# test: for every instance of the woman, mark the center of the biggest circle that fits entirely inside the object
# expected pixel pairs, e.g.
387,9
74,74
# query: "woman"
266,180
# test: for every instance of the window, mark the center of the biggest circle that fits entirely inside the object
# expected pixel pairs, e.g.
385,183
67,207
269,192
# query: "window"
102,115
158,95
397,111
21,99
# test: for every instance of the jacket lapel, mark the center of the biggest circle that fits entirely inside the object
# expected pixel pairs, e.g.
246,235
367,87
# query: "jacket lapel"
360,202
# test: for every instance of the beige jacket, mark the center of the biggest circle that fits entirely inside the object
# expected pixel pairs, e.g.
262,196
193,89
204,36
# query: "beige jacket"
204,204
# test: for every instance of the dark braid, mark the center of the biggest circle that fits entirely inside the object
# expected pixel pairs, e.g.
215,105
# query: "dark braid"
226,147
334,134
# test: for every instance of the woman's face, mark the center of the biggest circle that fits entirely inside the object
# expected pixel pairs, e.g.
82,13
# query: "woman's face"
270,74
====
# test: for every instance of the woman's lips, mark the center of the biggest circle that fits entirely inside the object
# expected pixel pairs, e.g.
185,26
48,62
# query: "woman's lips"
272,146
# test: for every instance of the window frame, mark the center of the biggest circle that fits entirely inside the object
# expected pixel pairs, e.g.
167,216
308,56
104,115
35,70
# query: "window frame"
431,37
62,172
====
### [Exercise instructions]
In the listing above, find the line with "# test: for every instance of the woman's lips, mark" and the line with "# test: for every instance of the window frame, mark"; output exactly those lines and all lines between them.

### [Written reply]
# test: for every instance of the woman's lips, mark the center of the biggest circle that fits entirely inside the object
# expected pixel pairs, e.g.
185,26
48,62
# query: "woman's lips"
272,146
# test: for every instance of the window frame, mark the center of the biggest circle that fits entirely inside the object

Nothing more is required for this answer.